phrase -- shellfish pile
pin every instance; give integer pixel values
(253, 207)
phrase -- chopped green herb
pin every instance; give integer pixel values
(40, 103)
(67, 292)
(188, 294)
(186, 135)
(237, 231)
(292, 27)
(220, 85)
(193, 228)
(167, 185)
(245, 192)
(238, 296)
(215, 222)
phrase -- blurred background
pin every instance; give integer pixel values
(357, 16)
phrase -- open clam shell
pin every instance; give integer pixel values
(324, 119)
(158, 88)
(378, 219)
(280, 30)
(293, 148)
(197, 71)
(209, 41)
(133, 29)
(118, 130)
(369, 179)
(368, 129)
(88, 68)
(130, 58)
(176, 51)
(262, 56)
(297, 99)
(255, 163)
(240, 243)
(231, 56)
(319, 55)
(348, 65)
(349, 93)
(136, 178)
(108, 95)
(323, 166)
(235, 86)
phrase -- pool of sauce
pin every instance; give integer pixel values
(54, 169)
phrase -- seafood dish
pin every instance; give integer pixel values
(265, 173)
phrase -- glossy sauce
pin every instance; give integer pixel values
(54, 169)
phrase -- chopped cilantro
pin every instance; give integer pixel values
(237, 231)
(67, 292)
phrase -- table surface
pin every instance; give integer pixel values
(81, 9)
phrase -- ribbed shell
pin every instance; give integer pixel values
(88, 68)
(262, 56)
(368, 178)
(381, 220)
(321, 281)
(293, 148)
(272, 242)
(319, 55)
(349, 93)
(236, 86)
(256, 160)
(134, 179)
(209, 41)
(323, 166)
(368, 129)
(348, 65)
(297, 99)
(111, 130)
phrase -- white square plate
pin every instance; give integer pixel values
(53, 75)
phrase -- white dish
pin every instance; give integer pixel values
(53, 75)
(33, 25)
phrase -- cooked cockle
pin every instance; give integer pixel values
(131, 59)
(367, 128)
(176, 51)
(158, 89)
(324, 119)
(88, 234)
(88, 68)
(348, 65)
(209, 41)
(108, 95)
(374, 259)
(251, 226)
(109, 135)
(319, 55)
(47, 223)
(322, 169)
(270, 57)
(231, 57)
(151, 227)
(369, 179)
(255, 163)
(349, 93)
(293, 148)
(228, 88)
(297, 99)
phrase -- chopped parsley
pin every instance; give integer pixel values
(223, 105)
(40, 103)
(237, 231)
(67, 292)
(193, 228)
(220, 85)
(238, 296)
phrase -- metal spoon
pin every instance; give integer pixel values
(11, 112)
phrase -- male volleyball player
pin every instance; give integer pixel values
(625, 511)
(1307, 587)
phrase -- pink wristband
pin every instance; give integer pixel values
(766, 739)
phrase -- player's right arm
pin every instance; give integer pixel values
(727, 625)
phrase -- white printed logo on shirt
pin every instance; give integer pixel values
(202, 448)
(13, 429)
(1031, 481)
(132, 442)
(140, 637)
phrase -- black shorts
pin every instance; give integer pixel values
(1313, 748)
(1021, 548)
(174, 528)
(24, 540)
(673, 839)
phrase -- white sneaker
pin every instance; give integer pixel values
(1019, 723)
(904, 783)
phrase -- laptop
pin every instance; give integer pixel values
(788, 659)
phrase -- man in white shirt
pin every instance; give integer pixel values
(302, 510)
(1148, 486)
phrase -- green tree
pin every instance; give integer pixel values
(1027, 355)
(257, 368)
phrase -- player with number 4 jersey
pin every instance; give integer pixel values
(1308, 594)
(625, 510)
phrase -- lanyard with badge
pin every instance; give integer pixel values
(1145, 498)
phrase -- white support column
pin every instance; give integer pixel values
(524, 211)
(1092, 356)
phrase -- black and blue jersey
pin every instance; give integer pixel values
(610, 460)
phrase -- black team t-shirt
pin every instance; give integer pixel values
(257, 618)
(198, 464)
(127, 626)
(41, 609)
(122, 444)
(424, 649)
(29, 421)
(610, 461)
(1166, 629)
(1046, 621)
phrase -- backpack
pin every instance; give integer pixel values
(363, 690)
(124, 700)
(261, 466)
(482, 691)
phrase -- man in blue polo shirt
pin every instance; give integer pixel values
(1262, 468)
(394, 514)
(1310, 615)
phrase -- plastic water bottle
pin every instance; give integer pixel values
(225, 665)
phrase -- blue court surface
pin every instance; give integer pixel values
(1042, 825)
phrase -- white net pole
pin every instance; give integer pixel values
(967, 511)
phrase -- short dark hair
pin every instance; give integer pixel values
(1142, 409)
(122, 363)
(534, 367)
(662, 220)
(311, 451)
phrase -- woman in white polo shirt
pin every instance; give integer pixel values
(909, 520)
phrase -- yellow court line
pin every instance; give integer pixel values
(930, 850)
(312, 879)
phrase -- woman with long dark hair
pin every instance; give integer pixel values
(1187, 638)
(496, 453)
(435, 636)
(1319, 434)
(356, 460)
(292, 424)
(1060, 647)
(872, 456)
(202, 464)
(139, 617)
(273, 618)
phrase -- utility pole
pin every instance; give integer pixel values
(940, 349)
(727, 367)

Problem to solve> Quote each line of the listing above exactly.

The answer>
phrase -- shellfish pile
pin every instance; give integer pixel values
(253, 207)
phrase -- chopped green herb
pin every instance; give integer pixel values
(40, 103)
(67, 292)
(188, 294)
(186, 135)
(237, 231)
(292, 27)
(220, 85)
(193, 228)
(167, 185)
(245, 192)
(238, 296)
(215, 222)
phrase -- blurred background
pin every instance; give integer pixel values
(357, 16)
phrase -- open clam shell
pin every instance; give integer pixel values
(324, 119)
(158, 88)
(378, 219)
(280, 30)
(293, 148)
(197, 71)
(209, 41)
(133, 29)
(118, 130)
(369, 179)
(368, 129)
(88, 68)
(130, 58)
(176, 51)
(262, 56)
(297, 99)
(255, 163)
(240, 243)
(231, 56)
(319, 55)
(348, 65)
(349, 93)
(136, 178)
(108, 95)
(323, 166)
(235, 86)
phrase -- pool of sauce
pin every instance; give integer pixel values
(54, 169)
phrase -- seafood dish
pin every instance; give integer pixel values
(265, 173)
phrase -- glossy sauce
pin every instance; give integer pixel values
(54, 169)
phrase -- chopped cilantro
pin every instance; give integer pixel values
(237, 231)
(67, 292)
phrase -- table surface
pin every instance; give integer pixel values
(81, 9)
phrase -- ribbed shell
pin every instance; give integer pixel values
(88, 68)
(262, 56)
(368, 178)
(381, 220)
(321, 281)
(293, 148)
(272, 242)
(319, 55)
(349, 93)
(236, 86)
(256, 160)
(134, 179)
(209, 41)
(323, 166)
(368, 129)
(348, 65)
(297, 99)
(111, 130)
phrase -- white square plate
pin every instance; give integer pixel values
(53, 75)
phrase -- white dish
pin every instance; give integer pixel values
(53, 75)
(33, 25)
phrase -- cooked cockle
pin every instance; give integer pixel values
(131, 59)
(367, 128)
(176, 51)
(158, 89)
(324, 119)
(88, 234)
(88, 68)
(348, 65)
(209, 41)
(108, 95)
(374, 259)
(251, 226)
(109, 135)
(319, 55)
(47, 223)
(322, 169)
(270, 57)
(231, 57)
(151, 227)
(369, 179)
(255, 163)
(349, 93)
(293, 148)
(228, 88)
(297, 99)
phrase -- chopped parsley
pin every instance; give integer pixel values
(223, 105)
(40, 103)
(237, 231)
(67, 292)
(193, 228)
(220, 85)
(238, 296)
phrase -- metal spoon
pin every instance; give integer pixel values
(11, 112)
phrase -- male volleyball player
pin every instance; give integer pixel values
(625, 511)
(1307, 587)
phrase -- pink wristband
pin every instance; give integer pixel values
(766, 739)
phrase -- player's right arm
pin every instance; give integer pixel values
(727, 625)
phrase -- white printed logo on shirt
pin every instance; give integer pixel values
(202, 448)
(13, 429)
(1031, 481)
(132, 442)
(140, 637)
phrase -- black shorts
pin every instance; give integer pixel values
(1313, 748)
(1021, 548)
(174, 528)
(24, 540)
(673, 839)
phrase -- white sneaker
pin every instance; give integer pixel values
(1019, 723)
(904, 783)
phrase -- laptop
pin every instance; give integer pixel values
(788, 659)
phrase -- man in white shirt
pin every instance; give integer pixel values
(302, 510)
(1148, 486)
phrase -- green tree
pin every instance; give integer pixel values
(1027, 355)
(257, 368)
phrase -- player with number 4 jersey
pin every instance; give integer pixel values
(1308, 594)
(625, 510)
phrase -- lanyard with badge
pin every instance; give integer pixel values
(1145, 498)
phrase -- white support column
pin every instance; give integer pixel values
(524, 211)
(1092, 356)
phrase -- black and blue jersey
pin every instance; give integer pixel values
(610, 460)
phrase -- black team t-shirt
pin every instance; give integer pixel values
(257, 618)
(198, 464)
(127, 626)
(41, 609)
(122, 444)
(424, 649)
(29, 421)
(610, 461)
(1166, 629)
(1046, 621)
phrase -- backpack
pin every instance; give integer pixel values
(363, 690)
(124, 700)
(261, 466)
(482, 691)
phrase -- man in blue polo shirt
pin every instance; give integer pixel values
(1262, 468)
(394, 514)
(1310, 615)
phrase -- plastic water bottle
pin every instance; give integer pixel values
(225, 665)
phrase -- blue court surface
pin every instance; give integer pixel values
(1042, 825)
phrase -- white net pole
pin every instance; give integer pixel values
(967, 511)
phrase -- short dark hair
pin every instance; give integer pixel values
(1142, 409)
(122, 363)
(534, 367)
(662, 220)
(311, 451)
phrase -- woman in white polo shirt
pin every instance; give integer pixel values
(909, 520)
phrase -- yellow court line
pin every instance; give integer pixel values
(930, 850)
(312, 879)
phrase -- woman with long dark hair
pin every instance; give integer pixel values
(1187, 638)
(496, 453)
(435, 636)
(1319, 434)
(356, 460)
(292, 424)
(1060, 647)
(872, 456)
(202, 464)
(139, 617)
(273, 618)
phrase -- utility pole
pin every instance; give integer pixel values
(940, 349)
(727, 367)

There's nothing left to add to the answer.